Reproduce the cattery success stories below word for word, in full.

──────── TEXT SHOWN ────────

Success Stories

We love to share the success stories of cats we have re-homed

About Puss Puss

Now called Ralph and living with his new owner he looks to be very pleased to be in his new home.

Good luck Ralph we’ll miss our cuddles!

About Mister Tom

Mister Tom was the first cat to be be re-homed from Cress Green Cattery since it was taken over by Steve & Keely and now lives under his new name of Leonard.

Looks like he has settled right in!

About Grumpy Bumpy

“Grumpy Bumpy” was so called by the Stroud News and Journal when they ran an article to find her a new home.

She earned the nickname because she used to have a habit of biting people, indeed she also had a go at her new prospective owner when he first visited her!

Despite this he still offered her a new home and she is now very settled and contented and her biting days are over.

About Tinker & Belle

Tinker & Belle are 2 sisters who both arrived at our fosterer’s heavily pregnant.

They were inseparable and extremely supportive of each other’s birth and kittens. They each had four beautiful kittens 3 days apart and shared the kittens between them, feeding whichever ones were nearest to them. Tinker usually ended up doing more of the feeding while Belle was the expert cleaner and washer.

──────── INFORMATION PROVIDED ────────

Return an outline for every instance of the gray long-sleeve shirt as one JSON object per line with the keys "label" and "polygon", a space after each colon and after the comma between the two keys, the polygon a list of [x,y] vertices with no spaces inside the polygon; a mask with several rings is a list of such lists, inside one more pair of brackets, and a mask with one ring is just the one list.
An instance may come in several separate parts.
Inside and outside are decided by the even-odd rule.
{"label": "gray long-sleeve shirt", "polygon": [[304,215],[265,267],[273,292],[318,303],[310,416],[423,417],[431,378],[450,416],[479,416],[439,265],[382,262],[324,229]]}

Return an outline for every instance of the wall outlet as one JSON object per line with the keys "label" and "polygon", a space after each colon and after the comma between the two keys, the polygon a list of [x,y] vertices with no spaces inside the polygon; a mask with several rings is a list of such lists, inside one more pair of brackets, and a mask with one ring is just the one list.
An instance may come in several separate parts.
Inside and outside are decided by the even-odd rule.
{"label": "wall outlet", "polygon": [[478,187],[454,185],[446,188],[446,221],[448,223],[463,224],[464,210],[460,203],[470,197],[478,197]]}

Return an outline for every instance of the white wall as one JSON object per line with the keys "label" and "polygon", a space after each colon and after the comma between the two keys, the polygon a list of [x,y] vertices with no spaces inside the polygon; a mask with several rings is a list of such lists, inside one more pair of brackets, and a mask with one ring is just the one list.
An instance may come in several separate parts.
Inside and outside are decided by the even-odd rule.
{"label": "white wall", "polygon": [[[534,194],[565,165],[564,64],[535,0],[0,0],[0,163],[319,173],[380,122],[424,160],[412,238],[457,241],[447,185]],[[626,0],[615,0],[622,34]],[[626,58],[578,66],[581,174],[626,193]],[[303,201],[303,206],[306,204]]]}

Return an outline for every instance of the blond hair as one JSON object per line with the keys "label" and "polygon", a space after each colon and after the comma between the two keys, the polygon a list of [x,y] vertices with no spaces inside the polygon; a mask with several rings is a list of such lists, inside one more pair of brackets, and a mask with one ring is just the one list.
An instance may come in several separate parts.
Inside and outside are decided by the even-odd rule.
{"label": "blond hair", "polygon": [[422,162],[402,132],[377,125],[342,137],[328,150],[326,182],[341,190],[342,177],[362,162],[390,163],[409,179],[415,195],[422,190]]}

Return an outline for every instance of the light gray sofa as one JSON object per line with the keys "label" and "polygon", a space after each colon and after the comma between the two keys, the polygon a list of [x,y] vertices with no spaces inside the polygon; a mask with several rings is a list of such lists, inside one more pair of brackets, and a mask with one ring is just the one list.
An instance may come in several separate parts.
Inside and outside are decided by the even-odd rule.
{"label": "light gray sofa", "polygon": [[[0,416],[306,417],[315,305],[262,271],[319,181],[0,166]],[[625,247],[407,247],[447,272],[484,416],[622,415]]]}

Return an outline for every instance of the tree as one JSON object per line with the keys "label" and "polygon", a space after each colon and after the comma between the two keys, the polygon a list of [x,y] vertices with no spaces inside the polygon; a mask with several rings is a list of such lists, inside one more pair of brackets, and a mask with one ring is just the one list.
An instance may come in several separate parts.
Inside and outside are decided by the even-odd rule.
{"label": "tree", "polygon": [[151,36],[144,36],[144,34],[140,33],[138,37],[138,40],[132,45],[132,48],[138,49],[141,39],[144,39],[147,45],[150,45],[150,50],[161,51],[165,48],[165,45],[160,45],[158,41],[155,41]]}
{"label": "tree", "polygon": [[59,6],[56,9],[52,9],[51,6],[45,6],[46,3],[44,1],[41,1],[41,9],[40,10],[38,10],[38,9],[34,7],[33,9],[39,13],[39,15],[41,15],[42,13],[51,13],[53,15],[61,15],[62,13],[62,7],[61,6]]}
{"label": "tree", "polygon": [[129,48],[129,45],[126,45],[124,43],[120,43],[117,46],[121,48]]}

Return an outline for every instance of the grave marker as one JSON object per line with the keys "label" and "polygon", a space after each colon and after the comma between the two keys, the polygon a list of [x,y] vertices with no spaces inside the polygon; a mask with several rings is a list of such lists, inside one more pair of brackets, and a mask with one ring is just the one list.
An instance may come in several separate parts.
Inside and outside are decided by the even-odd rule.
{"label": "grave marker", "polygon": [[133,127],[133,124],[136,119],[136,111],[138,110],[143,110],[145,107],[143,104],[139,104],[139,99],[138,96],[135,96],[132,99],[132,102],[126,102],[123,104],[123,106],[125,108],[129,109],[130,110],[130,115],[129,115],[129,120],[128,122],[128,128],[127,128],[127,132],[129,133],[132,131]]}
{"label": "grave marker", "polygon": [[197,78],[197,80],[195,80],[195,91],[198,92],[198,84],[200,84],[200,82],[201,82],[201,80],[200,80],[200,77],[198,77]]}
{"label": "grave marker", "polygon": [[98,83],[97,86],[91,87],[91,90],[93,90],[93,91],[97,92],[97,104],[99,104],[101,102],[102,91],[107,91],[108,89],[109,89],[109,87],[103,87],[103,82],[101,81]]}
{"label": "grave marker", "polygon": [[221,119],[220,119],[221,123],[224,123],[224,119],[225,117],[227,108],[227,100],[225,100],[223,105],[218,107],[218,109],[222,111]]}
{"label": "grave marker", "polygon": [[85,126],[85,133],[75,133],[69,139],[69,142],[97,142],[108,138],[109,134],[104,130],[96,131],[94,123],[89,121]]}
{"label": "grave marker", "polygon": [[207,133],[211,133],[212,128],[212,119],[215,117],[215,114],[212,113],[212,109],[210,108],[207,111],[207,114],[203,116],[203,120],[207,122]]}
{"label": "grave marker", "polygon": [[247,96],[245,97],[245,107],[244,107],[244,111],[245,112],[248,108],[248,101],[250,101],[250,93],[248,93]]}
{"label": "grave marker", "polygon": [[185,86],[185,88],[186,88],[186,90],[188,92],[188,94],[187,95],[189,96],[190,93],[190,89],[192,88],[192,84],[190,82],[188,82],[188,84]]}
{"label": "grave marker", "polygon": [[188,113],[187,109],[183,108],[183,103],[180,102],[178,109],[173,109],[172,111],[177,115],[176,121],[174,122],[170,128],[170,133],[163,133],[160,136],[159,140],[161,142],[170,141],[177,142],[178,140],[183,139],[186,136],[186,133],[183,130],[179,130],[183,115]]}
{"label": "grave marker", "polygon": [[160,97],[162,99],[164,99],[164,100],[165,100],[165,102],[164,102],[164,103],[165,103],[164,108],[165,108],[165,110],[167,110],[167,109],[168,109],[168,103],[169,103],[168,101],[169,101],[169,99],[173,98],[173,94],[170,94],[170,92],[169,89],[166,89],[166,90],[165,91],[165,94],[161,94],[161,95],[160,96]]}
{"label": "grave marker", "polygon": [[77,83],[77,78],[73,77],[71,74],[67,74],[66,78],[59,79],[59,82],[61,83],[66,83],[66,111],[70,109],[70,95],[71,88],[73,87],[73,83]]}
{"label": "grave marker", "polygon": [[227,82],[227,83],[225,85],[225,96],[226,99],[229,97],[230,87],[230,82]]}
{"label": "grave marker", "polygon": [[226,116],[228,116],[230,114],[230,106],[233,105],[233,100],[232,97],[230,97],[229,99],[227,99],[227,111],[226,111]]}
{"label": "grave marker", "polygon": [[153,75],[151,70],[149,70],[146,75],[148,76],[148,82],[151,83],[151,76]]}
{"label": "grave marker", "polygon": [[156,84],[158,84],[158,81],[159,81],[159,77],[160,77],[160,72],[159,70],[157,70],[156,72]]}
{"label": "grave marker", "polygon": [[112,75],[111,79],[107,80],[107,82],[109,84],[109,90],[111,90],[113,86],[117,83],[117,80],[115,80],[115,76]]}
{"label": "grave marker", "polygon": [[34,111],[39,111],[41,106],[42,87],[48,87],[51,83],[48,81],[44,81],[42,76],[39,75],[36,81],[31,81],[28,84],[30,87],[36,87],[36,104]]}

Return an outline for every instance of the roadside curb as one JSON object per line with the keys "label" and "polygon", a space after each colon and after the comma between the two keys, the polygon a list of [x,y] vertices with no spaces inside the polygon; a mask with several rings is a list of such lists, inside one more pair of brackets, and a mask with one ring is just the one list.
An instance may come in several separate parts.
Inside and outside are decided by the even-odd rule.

────────

RESPONSE FOR THIS EXERCISE →
Success Stories

We love to share the success stories of cats we have re-homed

About Puss Puss

Now called Ralph and living with his new owner he looks to be very pleased to be in his new home.

Good luck Ralph we’ll miss our cuddles!

About Mister Tom

Mister Tom was the first cat to be be re-homed from Cress Green Cattery since it was taken over by Steve & Keely and now lives under his new name of Leonard.

Looks like he has settled right in!

About Grumpy Bumpy

“Grumpy Bumpy” was so called by the Stroud News and Journal when they ran an article to find her a new home.

She earned the nickname because she used to have a habit of biting people, indeed she also had a go at her new prospective owner when he first visited her!

Despite this he still offered her a new home and she is now very settled and contented and her biting days are over.

About Tinker & Belle

Tinker & Belle are 2 sisters who both arrived at our fosterer’s heavily pregnant.

They were inseparable and extremely supportive of each other’s birth and kittens. They each had four beautiful kittens 3 days apart and shared the kittens between them, feeding whichever ones were nearest to them. Tinker usually ended up doing more of the feeding while Belle was the expert cleaner and washer.